╭─ Input material

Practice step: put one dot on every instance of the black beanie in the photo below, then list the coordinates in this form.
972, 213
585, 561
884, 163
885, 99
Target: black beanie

╰─

■ **Problem**:
Format each line of the records above as a JSON list of strings, one string per line and no blank lines.

■ **Reply to the exercise**:
[
  "Practice step: put one dot on every instance of the black beanie in the photo below, then list the coordinates in this form.",
  "972, 213",
  "585, 561",
  "884, 163",
  "885, 99",
  "Target: black beanie"
]